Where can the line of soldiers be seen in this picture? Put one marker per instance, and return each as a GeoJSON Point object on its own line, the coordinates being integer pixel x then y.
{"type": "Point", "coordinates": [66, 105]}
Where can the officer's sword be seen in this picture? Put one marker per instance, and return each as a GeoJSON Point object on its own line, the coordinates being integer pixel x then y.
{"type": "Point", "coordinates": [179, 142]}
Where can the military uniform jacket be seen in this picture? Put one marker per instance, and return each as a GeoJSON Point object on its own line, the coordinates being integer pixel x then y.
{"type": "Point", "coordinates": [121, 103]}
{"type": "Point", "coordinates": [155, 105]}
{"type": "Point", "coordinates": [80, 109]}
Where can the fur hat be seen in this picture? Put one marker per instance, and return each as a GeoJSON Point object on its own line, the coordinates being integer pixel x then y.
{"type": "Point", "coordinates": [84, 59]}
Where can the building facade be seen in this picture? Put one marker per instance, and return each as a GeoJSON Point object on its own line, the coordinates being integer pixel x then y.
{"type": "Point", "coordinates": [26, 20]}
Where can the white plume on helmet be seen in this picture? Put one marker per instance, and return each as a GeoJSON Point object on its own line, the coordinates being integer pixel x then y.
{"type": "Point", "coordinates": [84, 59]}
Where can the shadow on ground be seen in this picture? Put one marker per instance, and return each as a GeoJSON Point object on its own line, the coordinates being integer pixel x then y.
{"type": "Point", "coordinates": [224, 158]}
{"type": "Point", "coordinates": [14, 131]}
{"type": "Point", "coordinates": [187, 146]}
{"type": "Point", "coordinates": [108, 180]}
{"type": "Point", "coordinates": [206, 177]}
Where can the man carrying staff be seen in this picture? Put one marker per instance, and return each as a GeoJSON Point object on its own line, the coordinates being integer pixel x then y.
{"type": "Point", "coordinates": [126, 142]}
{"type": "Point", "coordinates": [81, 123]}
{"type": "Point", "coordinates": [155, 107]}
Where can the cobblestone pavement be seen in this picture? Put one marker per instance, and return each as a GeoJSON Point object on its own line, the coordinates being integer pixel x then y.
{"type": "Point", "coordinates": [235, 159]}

══════

What is expected:
What is needed here is a word-for-word copy of the whole listing.

Task answer:
Where can the line of soldiers be seen in this picture? Put one marker per instance, and return each as a GeoJSON Point object on its own line, the coordinates being integer pixel x then y.
{"type": "Point", "coordinates": [66, 105]}
Where can the officer's sword be seen in this picture? Put one marker per instance, and return each as a GeoJSON Point object on its own line, the coordinates being integer pixel x then y.
{"type": "Point", "coordinates": [179, 142]}
Where can the military uniform jacket be seen in this picture? Put one marker per instance, and return each as a GeoJSON Point object on its own line, the coordinates being integer pixel x then y.
{"type": "Point", "coordinates": [121, 103]}
{"type": "Point", "coordinates": [155, 105]}
{"type": "Point", "coordinates": [80, 109]}
Where can the fur hat be seen in this picture? Put one marker per instance, and return each as a GeoJSON Point object on its own line, the coordinates being integer pixel x then y.
{"type": "Point", "coordinates": [84, 59]}
Where can the building facade be seen in this picture? Put one marker per instance, and return each as a GeoJSON Point object on its own line, the coordinates being integer pixel x then y.
{"type": "Point", "coordinates": [26, 20]}
Where can the white plume on helmet be seen in this picture? Put one marker per instance, and return each as a GeoJSON Point object on its own line, the coordinates being integer pixel x then y.
{"type": "Point", "coordinates": [84, 59]}
Where can the shadow on ground be seen in this picture? Put one marker per instance, and return each as a GeoJSON Point object on its own line, the coordinates being integer pixel x then y.
{"type": "Point", "coordinates": [224, 158]}
{"type": "Point", "coordinates": [14, 131]}
{"type": "Point", "coordinates": [187, 146]}
{"type": "Point", "coordinates": [108, 180]}
{"type": "Point", "coordinates": [206, 177]}
Where can the man carrying staff be seen in this picture? Put one marker per instance, and return each as a GeoJSON Point object on its own line, the coordinates being integer pixel x then y.
{"type": "Point", "coordinates": [126, 142]}
{"type": "Point", "coordinates": [81, 123]}
{"type": "Point", "coordinates": [155, 107]}
Where can the cobblestone pavement be seen in this picture? Put one marker per instance, and return each as a GeoJSON Point object on its own line, the coordinates being integer pixel x then y.
{"type": "Point", "coordinates": [235, 159]}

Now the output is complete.